Más precisamente, las dos tonalidades naranjas rivales que dominan y dividen la superficie del cuadro en dos territorios, el de la piedad y el de la maldad.
Creado por Gauguin cuando vivía en Le Pouldu, un pueblo pesquero de Francia, este trabajo representa, en su parte superior, una santa indiferencia frente a las tentaciones humanas, simbolizadas por la fruta prohibida.
Para que nos quede claro el objetivo de esta porción de la pintura, el artista se dibuja allí autocoronado con una aureola angelical.
En tanto, la parte inferior del panel revela una vulnerabilidad incontenible ante la maldad, presentada como la seductora serpiente del Jardín del Edén enredada en la mano del artista.
Frontera precaria
Y así se repite, trabajo tras trabajo, siglo tras siglo: donde el naranja dicta la temperatura de una obra de arte, nosotros sabemos que hemos arribado a ese precario límite entre un universo que podemos ver y uno misterioso y desconocido que tentativamente podemos sentir.
¿De qué otra manera podrías describir el espacio en el que el rostro desfigurado del héroe de Munch aúlla bajo un extraño cielo en llamas color canela en “El grito”?

* * * * * * * * *

Tarea requerida: Extrae completo y sin ningún cambio el texto sobre el color naranja en la pintura.

Datos almacenados:
* * * * * * * * *

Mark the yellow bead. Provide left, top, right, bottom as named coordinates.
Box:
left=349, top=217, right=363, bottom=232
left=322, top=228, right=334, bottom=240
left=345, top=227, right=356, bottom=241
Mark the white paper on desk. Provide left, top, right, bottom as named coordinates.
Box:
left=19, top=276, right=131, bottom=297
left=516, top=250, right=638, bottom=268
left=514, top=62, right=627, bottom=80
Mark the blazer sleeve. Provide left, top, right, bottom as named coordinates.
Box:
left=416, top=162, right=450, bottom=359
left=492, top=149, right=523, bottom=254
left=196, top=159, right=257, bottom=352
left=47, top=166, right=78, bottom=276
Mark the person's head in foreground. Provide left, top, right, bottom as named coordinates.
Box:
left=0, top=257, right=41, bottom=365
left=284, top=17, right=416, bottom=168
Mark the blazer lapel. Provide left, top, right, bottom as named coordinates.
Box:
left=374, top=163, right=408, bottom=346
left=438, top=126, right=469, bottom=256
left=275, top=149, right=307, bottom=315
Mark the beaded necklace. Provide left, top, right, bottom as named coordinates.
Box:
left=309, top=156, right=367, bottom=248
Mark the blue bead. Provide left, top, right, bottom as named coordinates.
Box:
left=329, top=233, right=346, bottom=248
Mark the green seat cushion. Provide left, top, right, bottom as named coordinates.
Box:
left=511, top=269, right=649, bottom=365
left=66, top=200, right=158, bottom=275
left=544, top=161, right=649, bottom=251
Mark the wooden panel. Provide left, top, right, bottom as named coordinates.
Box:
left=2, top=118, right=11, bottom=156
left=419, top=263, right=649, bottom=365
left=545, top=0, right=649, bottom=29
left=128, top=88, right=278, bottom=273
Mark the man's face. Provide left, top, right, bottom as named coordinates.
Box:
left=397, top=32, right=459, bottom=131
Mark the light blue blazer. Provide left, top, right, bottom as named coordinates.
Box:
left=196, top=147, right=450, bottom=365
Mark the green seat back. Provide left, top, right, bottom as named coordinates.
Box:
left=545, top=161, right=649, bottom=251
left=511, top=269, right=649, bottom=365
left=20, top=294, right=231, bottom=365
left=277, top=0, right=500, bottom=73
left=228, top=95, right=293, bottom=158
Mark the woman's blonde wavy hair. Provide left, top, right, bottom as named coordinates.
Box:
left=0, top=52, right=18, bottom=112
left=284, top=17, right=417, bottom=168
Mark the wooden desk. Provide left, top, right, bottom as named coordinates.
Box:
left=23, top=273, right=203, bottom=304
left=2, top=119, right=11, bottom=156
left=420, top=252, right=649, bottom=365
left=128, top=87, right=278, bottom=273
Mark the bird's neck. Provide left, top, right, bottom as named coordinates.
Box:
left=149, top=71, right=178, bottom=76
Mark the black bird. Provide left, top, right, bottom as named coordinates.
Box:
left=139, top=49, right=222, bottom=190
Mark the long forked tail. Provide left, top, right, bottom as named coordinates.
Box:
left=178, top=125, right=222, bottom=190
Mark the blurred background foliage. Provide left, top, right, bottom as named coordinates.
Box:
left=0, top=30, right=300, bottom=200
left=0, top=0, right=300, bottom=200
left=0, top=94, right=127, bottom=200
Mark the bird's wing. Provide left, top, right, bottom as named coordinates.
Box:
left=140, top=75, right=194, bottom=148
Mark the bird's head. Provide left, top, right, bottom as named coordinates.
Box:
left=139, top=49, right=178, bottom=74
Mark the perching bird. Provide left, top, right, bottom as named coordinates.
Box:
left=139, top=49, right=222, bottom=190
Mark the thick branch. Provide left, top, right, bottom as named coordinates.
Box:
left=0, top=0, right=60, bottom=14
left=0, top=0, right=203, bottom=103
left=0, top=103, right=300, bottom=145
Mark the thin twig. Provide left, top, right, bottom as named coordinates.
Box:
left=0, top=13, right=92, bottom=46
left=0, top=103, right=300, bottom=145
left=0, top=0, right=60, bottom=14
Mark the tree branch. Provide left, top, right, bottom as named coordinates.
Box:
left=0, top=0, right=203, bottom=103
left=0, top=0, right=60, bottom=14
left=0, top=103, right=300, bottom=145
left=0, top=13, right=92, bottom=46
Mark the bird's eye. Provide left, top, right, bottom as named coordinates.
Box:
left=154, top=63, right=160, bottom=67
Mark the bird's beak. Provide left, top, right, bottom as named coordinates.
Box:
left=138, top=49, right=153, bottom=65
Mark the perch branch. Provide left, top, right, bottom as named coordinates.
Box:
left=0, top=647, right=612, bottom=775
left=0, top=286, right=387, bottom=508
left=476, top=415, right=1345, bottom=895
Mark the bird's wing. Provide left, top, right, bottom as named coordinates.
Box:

* * * * * * * * *

Respuesta a la tarea:
Más precisamente, las dos tonalidades naranjas rivales que dominan y dividen la superficie del cuadro en dos territorios, el de la piedad y el de la maldad.
Creado por Gauguin cuando vivía en Le Pouldu, un pueblo pesquero de Francia, este trabajo representa, en su parte superior, una santa indiferencia frente a las tentaciones humanas, simbolizadas por la fruta prohibida.
Para que nos quede claro el objetivo de esta porción de la pintura, el artista se dibuja allí autocoronado con una aureola angelical.
En tanto, la parte inferior del panel revela una vulnerabilidad incontenible ante la maldad, presentada como la seductora serpiente del Jardín del Edén enredada en la mano del artista.
Frontera precaria
Y así se repite, trabajo tras trabajo, siglo tras siglo: donde el naranja dicta la temperatura de una obra de arte, nosotros sabemos que hemos arribado a ese precario límite entre un universo que podemos ver y uno misterioso y desconocido que tentativamente podemos sentir.
¿De qué otra manera podrías describir el espacio en el que el rostro desfigurado del héroe de Munch aúlla bajo un extraño cielo en llamas color canela en “El grito”?